* Document
IN THE TENTH COURT OF APPEALS
No. 10-23-00025-CV
VINCIN CAMPISE, Appellant v.
HECTOR DAVILA, VICTOR MIRELES, ALONZO ROBLES, & ROBERTO RICO, Appellees
From the 361st District Court Brazos County, Texas Trial Court No. 22-001445-CV-361
MEMORANDUM OPINION
Appellant, Vincin Campise, complains about a summary judgment granted in
favor of appellees, Hector Davila, Victor Mireles, Alonzo Robles, and Roberto Rico. We
affirm. Background
On June 30, 2022, Campise filed his pro se original petition against appellees
alleging, among other things, identity theft and fraud with respect to accounts Campise
previously maintained at Truist Bank in Bryan, Texas. Specifically, Campise noted that:
On or about the 24th day of December 2020 Defendant Victor Merlies [sic] did by the direction of Hector Davila, and through consolidation of accounts with assistance of Olonzo Robles [sic] who Had my identity did initiate Fraudulent Accounts such as Revolving, constant credit, credit cards Due to what is listed in credit reports from (EQUIFAX) credit reports. All prior to January 25th When the Plaintiff acquired his D B A for opening a checking account Frontier Roofing Systems The same day. Fraud was not discovered until 2/4/21 or thereabout, and due to entire available cash flow had Been consumed in and by (INTEREST) charges dating back to December 24th 2020 and on Going up to this date, None of the above was AUTHORIZED by the plaintiff.
Campise alleged $250,000 in compensatory damages, $500,000 in mental anguish, and
$500,000 in punitive damages. In what appear to be supplemental petitions, Campise
also alleged “involvement to submit False information to credit reporters,” “Deceptive
trade practices,” and civil-conspiracy claims.
Appellees filed a general denial asserting multiple affirmative defenses, as well as
a no-evidence motion for summary judgment, arguing that Campise has not presented
any evidence in support of his claims. After a hearing, the trial court granted appellees’
no-evidence motion for summary judgment. This appeal followed.

* Exercise task
Continue the memorandum opinion in the Campise appeal from the point where it stops. The rows are a separate listing and have no connection to the memorandum opinion.

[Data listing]

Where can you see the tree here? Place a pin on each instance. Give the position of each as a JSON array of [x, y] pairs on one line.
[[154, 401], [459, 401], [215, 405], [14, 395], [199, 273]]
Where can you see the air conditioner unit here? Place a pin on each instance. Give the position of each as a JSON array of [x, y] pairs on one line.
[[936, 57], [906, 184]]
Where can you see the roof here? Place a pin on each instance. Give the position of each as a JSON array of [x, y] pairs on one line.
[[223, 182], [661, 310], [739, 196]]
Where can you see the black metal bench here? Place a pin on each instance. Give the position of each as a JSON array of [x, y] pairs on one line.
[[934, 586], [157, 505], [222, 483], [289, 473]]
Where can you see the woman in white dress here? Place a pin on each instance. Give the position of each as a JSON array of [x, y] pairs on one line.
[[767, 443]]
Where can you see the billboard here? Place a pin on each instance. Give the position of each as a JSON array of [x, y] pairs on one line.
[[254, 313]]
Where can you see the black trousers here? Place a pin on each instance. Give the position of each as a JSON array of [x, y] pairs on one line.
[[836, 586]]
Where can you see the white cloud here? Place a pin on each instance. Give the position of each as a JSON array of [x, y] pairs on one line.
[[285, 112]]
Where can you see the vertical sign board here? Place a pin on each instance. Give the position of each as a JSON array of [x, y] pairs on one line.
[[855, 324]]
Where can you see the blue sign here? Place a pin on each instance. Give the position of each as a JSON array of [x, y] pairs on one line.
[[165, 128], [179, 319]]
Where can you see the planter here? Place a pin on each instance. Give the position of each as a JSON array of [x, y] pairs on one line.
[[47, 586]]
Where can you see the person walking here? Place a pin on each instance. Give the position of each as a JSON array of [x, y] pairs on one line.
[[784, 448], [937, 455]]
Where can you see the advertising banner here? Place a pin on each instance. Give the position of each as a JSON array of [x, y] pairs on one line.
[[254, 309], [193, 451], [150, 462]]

* Task result
Campise v. Davila, et al. Page 2 Standard of Review
Different standards of review apply to summary judgments granted on no-
evidence and traditional grounds. See TEX. R. CIV. P. 166a(c), (i). A no-evidence summary
judgment is the equivalent to a pre-trial directed verdict, and we apply the same legal
sufficiency standard on review. Mack Trucks, Inc. v. Tamez, 206 S.W.3d 572, 582 (Tex.
2006). Once an appropriate no-evidence motion for summary judgment is filed, the non-
movant must produce summary-judgment evidence raising a genuine issue of material
fact to defeat the summary judgment. See TEX. R. CIV. P. 166a(i). “A genuine issue of
material fact exists if more than a scintilla of evidence establishing the existence of the
challenged element is produced.” Ford Motor Co. v. Ridgway, 135 S.W.3d 598, 600 (Tex.
2004). We do not consider any evidence presented by the movant unless it creates a fact
question. Binur v. Jacobo, 135 S.W.3d 646, 651 (Tex. 2004).
More than a scintilla of evidence exists if the evidence would enable reasonable
and fair-minded jurors to differ in their conclusions. Hamilton v. Wilson, 249 S.W.3d 425,
426 (Tex. 2008) (per curiam); see Transp. Ins. Co. v. Moriel, 879 S.W.2d 10, 25 (Tex. 1994).
Evidence that is “so weak as to do no more than create a mere surmise or suspicion of
fact” does not create a fact issue. Kindred v. Con/Chem, Inc., 650 S.W.2d 61, 63 (Tex. 1983);
see Ortega v. City Nat’l Bank, 97 S.W.3d 765, 772 (Tex. App.—Corpus Christi 2003, no pet.)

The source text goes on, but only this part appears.